■ What you need to do ■
Filter the rows below and copy every line that contains the string "combat", matching case exactly.

■ Supplied entries ■
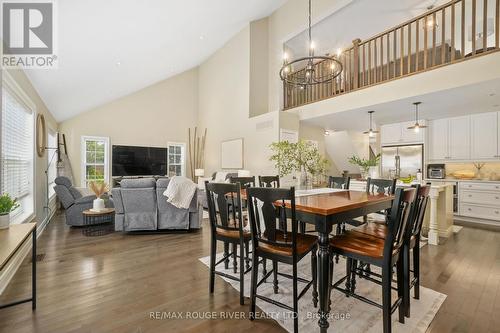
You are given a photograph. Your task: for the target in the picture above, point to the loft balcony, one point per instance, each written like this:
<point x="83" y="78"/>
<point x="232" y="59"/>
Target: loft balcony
<point x="455" y="32"/>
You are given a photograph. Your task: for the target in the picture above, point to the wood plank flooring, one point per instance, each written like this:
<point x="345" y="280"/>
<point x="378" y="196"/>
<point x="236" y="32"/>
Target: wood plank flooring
<point x="113" y="283"/>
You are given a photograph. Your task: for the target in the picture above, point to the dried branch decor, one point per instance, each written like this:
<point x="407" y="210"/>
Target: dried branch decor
<point x="196" y="150"/>
<point x="99" y="188"/>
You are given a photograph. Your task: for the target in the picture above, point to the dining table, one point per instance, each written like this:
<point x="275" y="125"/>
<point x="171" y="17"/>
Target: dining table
<point x="325" y="210"/>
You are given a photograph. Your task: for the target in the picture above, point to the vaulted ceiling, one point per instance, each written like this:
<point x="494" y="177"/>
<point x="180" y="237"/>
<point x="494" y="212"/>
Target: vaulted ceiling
<point x="108" y="49"/>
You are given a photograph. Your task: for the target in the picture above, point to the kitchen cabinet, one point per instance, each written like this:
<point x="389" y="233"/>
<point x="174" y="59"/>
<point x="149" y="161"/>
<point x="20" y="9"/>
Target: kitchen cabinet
<point x="480" y="200"/>
<point x="398" y="134"/>
<point x="438" y="139"/>
<point x="449" y="139"/>
<point x="484" y="136"/>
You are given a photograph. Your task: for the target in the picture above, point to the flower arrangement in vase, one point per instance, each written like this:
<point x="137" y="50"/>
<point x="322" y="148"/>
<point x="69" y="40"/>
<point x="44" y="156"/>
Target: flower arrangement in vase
<point x="303" y="157"/>
<point x="7" y="205"/>
<point x="99" y="189"/>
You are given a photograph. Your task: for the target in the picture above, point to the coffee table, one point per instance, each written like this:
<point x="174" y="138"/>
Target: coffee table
<point x="98" y="223"/>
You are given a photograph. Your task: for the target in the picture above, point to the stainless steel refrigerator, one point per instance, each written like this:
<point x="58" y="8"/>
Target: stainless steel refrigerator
<point x="401" y="161"/>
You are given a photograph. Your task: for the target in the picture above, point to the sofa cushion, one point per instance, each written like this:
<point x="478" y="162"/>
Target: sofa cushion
<point x="138" y="183"/>
<point x="64" y="181"/>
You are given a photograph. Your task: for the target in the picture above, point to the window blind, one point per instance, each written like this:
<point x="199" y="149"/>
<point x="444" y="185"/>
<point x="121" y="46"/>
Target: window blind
<point x="17" y="147"/>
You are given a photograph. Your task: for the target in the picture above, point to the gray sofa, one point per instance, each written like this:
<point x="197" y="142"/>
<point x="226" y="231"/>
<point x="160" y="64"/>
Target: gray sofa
<point x="141" y="206"/>
<point x="74" y="202"/>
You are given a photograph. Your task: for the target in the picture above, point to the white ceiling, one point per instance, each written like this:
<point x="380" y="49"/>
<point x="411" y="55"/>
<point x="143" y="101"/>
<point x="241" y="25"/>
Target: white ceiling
<point x="108" y="49"/>
<point x="482" y="97"/>
<point x="360" y="19"/>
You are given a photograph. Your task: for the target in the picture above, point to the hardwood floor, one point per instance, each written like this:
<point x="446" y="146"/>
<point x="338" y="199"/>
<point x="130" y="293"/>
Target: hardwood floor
<point x="112" y="284"/>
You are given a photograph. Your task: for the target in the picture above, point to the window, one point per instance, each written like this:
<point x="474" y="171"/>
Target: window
<point x="51" y="161"/>
<point x="17" y="155"/>
<point x="176" y="159"/>
<point x="95" y="159"/>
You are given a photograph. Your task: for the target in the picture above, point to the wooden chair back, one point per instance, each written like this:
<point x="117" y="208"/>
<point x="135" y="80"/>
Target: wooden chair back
<point x="269" y="181"/>
<point x="224" y="210"/>
<point x="262" y="204"/>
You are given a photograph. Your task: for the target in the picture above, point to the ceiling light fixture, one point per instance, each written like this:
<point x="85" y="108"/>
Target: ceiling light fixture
<point x="417" y="126"/>
<point x="371" y="132"/>
<point x="303" y="72"/>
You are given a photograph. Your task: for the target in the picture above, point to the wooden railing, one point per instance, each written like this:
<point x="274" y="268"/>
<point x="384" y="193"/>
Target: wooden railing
<point x="454" y="32"/>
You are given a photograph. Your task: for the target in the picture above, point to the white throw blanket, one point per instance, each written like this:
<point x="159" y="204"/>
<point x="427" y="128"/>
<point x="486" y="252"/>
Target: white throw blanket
<point x="180" y="191"/>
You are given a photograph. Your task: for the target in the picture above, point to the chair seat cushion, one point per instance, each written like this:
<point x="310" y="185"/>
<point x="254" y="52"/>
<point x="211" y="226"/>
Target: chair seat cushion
<point x="378" y="230"/>
<point x="305" y="243"/>
<point x="359" y="244"/>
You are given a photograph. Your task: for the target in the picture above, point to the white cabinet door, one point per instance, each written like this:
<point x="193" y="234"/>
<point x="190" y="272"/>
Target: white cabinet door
<point x="409" y="135"/>
<point x="484" y="131"/>
<point x="390" y="134"/>
<point x="459" y="138"/>
<point x="438" y="139"/>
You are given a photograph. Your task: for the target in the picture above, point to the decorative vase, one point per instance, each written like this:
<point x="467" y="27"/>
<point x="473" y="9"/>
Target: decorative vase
<point x="4" y="221"/>
<point x="305" y="180"/>
<point x="98" y="205"/>
<point x="365" y="174"/>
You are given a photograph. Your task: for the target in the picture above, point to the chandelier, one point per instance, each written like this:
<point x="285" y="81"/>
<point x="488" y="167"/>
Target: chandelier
<point x="310" y="70"/>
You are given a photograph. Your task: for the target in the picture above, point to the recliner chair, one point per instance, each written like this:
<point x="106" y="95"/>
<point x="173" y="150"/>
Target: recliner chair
<point x="73" y="201"/>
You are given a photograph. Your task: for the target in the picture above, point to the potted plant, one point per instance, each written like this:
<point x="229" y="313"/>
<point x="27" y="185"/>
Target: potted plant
<point x="364" y="164"/>
<point x="7" y="205"/>
<point x="303" y="157"/>
<point x="99" y="189"/>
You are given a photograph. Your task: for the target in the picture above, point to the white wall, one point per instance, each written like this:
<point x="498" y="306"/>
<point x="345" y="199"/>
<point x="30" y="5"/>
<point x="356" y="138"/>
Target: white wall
<point x="152" y="116"/>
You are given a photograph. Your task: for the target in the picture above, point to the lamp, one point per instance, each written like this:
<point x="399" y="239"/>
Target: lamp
<point x="243" y="173"/>
<point x="417" y="126"/>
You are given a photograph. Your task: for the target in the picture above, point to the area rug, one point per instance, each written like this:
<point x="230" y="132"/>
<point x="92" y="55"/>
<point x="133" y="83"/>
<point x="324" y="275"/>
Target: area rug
<point x="348" y="314"/>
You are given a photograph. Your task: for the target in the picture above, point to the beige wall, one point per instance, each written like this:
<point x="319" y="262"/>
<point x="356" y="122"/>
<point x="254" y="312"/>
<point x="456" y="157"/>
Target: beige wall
<point x="40" y="162"/>
<point x="152" y="116"/>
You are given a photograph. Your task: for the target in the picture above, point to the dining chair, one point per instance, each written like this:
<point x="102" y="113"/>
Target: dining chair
<point x="227" y="226"/>
<point x="269" y="181"/>
<point x="279" y="245"/>
<point x="339" y="182"/>
<point x="384" y="253"/>
<point x="243" y="181"/>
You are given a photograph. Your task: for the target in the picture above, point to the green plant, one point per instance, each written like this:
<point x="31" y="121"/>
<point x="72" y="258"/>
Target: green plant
<point x="300" y="156"/>
<point x="363" y="163"/>
<point x="7" y="204"/>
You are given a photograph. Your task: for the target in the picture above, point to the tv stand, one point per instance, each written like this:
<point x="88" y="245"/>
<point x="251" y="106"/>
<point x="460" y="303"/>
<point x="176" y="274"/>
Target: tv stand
<point x="115" y="181"/>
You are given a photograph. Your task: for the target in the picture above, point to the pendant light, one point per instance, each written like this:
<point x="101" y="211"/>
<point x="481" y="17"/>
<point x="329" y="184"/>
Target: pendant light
<point x="371" y="132"/>
<point x="306" y="71"/>
<point x="417" y="126"/>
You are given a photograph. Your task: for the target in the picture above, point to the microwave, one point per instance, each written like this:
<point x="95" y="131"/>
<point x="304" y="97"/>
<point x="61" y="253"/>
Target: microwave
<point x="436" y="171"/>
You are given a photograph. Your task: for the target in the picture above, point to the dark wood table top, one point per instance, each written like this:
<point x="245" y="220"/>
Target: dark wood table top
<point x="337" y="202"/>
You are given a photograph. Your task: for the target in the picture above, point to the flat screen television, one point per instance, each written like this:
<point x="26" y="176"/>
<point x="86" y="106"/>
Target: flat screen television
<point x="139" y="161"/>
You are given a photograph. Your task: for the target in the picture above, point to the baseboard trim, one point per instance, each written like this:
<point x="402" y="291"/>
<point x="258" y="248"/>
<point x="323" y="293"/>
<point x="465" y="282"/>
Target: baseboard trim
<point x="15" y="262"/>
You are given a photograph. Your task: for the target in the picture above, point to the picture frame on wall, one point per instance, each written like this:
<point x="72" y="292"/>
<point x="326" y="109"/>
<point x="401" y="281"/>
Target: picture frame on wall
<point x="232" y="154"/>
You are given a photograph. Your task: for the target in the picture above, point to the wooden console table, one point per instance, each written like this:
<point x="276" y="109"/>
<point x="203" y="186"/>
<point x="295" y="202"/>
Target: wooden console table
<point x="11" y="240"/>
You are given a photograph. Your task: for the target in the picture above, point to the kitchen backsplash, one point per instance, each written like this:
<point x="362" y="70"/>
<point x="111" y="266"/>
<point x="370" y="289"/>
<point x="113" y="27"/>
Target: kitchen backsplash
<point x="489" y="170"/>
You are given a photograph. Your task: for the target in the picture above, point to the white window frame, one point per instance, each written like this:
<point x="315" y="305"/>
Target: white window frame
<point x="83" y="163"/>
<point x="10" y="84"/>
<point x="183" y="164"/>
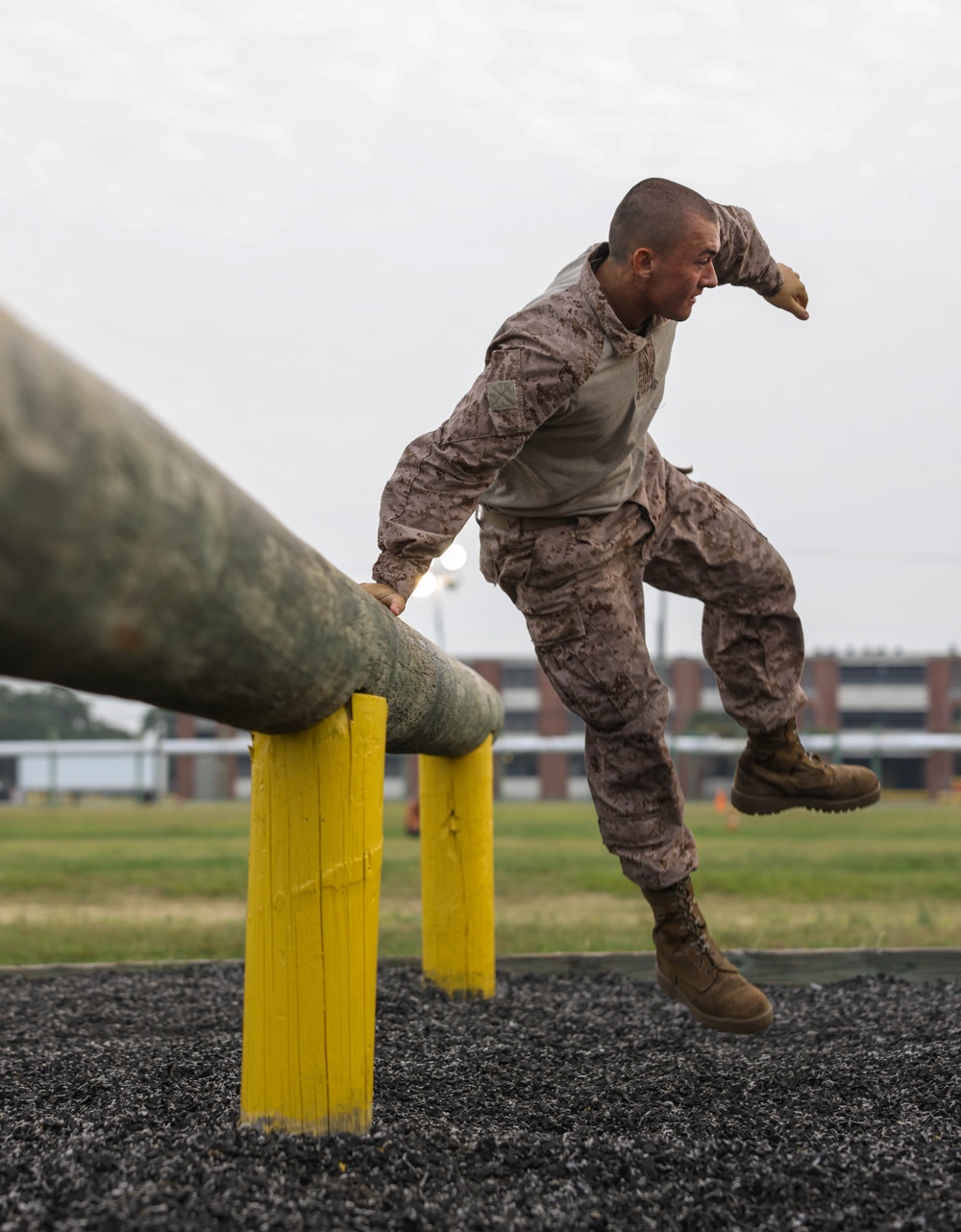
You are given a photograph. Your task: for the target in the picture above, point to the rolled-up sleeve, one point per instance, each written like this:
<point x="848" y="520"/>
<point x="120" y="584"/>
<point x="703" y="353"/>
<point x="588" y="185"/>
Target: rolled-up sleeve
<point x="745" y="260"/>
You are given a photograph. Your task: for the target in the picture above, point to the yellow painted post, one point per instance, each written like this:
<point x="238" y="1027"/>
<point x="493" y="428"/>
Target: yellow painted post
<point x="457" y="872"/>
<point x="310" y="969"/>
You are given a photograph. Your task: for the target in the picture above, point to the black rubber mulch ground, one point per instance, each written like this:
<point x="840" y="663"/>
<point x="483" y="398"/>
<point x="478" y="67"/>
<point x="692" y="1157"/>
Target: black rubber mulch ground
<point x="579" y="1103"/>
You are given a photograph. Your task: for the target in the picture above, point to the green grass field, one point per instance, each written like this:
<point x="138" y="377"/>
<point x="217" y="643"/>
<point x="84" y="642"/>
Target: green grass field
<point x="82" y="883"/>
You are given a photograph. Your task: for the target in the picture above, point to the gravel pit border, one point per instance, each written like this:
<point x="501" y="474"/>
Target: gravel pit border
<point x="569" y="1101"/>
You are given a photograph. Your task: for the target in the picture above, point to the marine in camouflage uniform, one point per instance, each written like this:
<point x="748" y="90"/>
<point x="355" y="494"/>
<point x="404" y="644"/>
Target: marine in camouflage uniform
<point x="578" y="507"/>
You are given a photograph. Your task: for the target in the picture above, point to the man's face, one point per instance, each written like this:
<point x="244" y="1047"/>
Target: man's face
<point x="680" y="275"/>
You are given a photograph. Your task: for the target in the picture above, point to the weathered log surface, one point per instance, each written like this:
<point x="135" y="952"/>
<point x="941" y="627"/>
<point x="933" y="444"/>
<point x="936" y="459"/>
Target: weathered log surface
<point x="131" y="566"/>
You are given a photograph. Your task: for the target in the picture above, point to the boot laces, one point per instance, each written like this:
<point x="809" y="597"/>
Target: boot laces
<point x="697" y="923"/>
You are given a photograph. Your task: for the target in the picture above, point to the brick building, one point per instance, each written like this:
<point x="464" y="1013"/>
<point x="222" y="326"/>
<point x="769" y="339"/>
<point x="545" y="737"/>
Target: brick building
<point x="866" y="693"/>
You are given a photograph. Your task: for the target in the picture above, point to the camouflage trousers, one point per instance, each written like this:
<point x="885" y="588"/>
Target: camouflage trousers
<point x="579" y="588"/>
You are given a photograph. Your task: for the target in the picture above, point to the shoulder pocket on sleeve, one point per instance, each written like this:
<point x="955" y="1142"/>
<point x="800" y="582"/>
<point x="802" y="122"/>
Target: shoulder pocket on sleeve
<point x="505" y="393"/>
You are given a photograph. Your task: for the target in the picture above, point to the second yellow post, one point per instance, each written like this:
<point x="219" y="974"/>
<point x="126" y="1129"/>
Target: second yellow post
<point x="457" y="872"/>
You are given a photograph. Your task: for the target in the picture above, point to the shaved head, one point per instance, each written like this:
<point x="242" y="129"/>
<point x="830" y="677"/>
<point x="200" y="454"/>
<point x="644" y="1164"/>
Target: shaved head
<point x="655" y="214"/>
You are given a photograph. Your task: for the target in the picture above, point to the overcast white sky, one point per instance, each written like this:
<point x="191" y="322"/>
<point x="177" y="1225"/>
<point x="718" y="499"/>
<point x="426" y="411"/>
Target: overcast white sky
<point x="289" y="231"/>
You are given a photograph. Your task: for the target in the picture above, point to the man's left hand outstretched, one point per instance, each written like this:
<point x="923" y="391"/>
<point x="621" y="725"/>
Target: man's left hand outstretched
<point x="793" y="296"/>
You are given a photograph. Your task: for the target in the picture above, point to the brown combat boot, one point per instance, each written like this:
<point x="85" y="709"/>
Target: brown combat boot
<point x="691" y="969"/>
<point x="776" y="772"/>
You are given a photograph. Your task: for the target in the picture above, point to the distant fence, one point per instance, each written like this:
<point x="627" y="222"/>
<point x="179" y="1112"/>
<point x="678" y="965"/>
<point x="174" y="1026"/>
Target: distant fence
<point x="130" y="566"/>
<point x="55" y="765"/>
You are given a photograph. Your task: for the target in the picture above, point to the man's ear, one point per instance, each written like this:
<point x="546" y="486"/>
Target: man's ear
<point x="641" y="261"/>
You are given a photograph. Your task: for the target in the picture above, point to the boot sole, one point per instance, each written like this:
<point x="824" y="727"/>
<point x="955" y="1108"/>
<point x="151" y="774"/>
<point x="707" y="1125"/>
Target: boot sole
<point x="733" y="1025"/>
<point x="755" y="804"/>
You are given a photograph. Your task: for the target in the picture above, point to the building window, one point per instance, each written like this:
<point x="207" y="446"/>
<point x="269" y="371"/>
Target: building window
<point x="883" y="674"/>
<point x="394" y="765"/>
<point x="890" y="720"/>
<point x="519" y="676"/>
<point x="576" y="765"/>
<point x="520" y="765"/>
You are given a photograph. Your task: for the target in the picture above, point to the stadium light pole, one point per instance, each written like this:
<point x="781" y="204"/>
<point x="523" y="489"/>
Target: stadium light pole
<point x="439" y="578"/>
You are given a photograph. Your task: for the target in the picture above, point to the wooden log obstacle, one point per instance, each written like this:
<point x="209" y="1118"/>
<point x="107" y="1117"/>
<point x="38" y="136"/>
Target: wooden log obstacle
<point x="130" y="566"/>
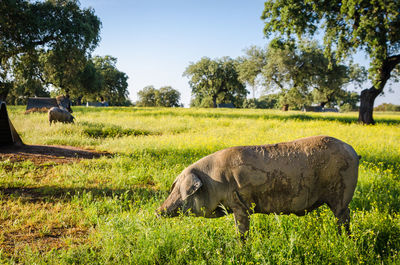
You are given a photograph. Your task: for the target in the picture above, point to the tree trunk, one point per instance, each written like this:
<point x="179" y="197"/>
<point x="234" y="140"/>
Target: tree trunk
<point x="367" y="100"/>
<point x="214" y="101"/>
<point x="368" y="95"/>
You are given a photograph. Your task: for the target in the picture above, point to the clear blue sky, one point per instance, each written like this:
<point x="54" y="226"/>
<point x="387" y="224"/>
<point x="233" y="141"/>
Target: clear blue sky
<point x="155" y="40"/>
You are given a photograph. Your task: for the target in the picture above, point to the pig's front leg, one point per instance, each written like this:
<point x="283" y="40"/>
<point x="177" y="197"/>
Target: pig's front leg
<point x="242" y="215"/>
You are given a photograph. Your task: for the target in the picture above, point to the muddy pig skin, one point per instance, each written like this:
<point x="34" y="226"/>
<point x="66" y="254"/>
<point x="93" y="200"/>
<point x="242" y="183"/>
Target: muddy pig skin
<point x="291" y="177"/>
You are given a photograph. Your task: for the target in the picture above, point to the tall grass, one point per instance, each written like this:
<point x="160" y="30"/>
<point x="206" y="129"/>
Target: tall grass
<point x="113" y="199"/>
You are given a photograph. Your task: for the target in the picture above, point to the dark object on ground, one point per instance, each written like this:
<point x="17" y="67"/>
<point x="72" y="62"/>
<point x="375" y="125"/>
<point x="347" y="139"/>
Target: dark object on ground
<point x="40" y="154"/>
<point x="57" y="114"/>
<point x="8" y="134"/>
<point x="292" y="177"/>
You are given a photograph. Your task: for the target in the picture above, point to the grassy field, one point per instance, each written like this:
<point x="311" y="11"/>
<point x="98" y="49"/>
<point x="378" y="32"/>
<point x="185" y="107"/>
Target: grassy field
<point x="101" y="211"/>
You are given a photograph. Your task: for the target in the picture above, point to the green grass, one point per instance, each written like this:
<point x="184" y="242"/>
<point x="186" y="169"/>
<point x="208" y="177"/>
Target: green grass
<point x="101" y="211"/>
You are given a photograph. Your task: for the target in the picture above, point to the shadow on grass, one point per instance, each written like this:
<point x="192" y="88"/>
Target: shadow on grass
<point x="55" y="194"/>
<point x="266" y="116"/>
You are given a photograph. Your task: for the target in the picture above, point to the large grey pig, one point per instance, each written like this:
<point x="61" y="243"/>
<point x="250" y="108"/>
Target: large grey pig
<point x="60" y="114"/>
<point x="292" y="177"/>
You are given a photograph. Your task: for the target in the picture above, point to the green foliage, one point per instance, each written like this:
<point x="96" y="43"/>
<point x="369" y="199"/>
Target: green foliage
<point x="216" y="80"/>
<point x="164" y="97"/>
<point x="111" y="201"/>
<point x="387" y="107"/>
<point x="250" y="67"/>
<point x="113" y="83"/>
<point x="43" y="43"/>
<point x="264" y="102"/>
<point x="303" y="75"/>
<point x="348" y="26"/>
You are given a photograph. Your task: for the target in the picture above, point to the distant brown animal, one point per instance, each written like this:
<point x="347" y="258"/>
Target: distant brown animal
<point x="292" y="177"/>
<point x="60" y="115"/>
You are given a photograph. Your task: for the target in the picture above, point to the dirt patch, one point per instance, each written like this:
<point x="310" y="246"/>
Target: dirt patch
<point x="40" y="154"/>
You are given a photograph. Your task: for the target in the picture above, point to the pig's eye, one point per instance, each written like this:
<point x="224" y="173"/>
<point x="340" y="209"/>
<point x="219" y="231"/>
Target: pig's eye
<point x="172" y="187"/>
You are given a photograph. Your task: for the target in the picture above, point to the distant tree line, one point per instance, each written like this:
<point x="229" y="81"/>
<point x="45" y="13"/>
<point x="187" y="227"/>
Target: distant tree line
<point x="47" y="45"/>
<point x="348" y="27"/>
<point x="289" y="75"/>
<point x="164" y="97"/>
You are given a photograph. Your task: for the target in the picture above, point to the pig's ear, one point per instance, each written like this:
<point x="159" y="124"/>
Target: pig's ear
<point x="190" y="185"/>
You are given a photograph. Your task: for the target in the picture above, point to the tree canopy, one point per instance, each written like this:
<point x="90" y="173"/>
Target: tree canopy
<point x="348" y="26"/>
<point x="250" y="66"/>
<point x="52" y="39"/>
<point x="301" y="74"/>
<point x="113" y="83"/>
<point x="215" y="81"/>
<point x="164" y="97"/>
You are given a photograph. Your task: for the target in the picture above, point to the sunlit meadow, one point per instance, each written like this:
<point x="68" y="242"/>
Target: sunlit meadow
<point x="101" y="211"/>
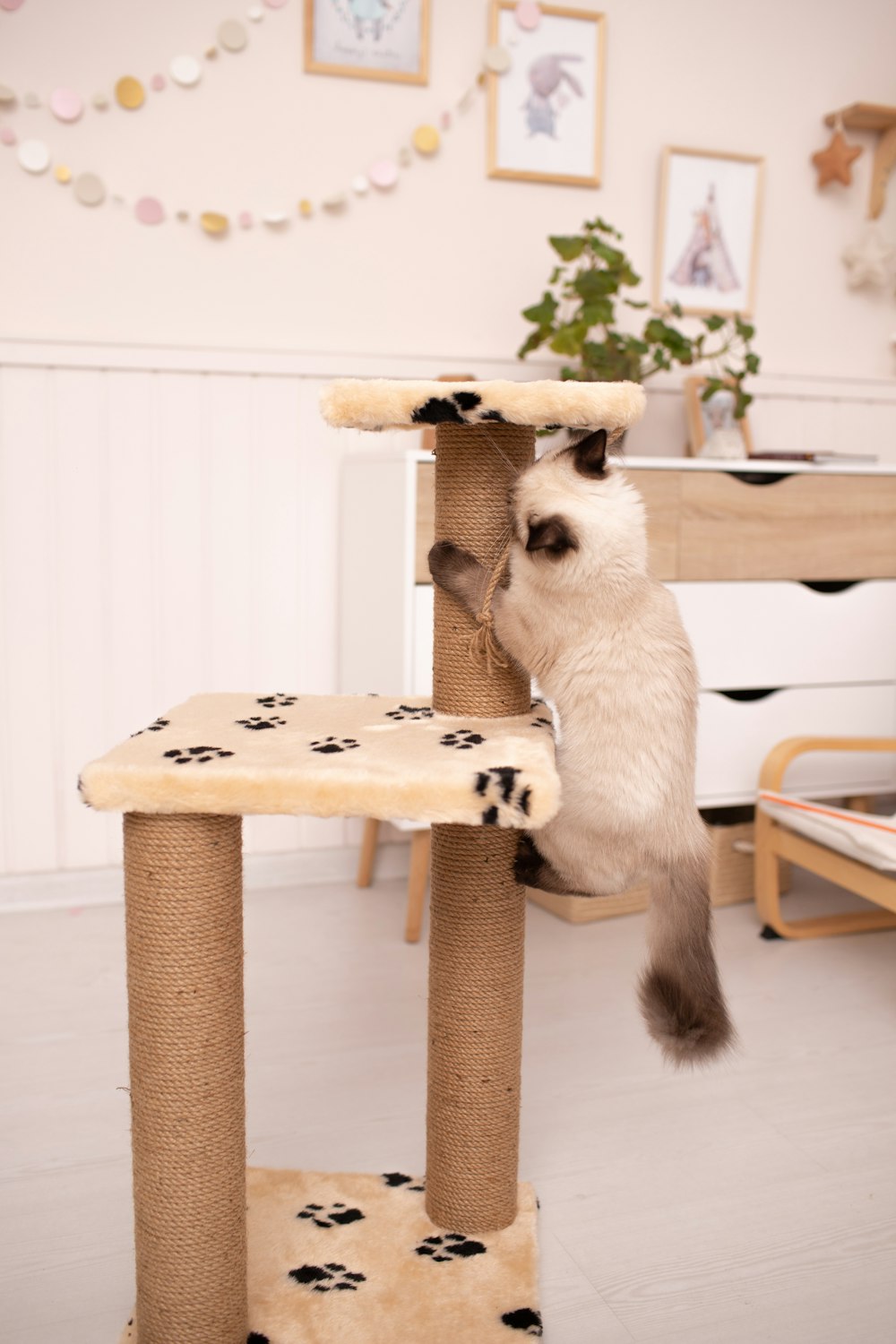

■ Exercise output ■
You are given a photograph. Your task: for the target in the picture above, point to the brown combat boot, one point per instance, each written like this:
Target: brown combat boot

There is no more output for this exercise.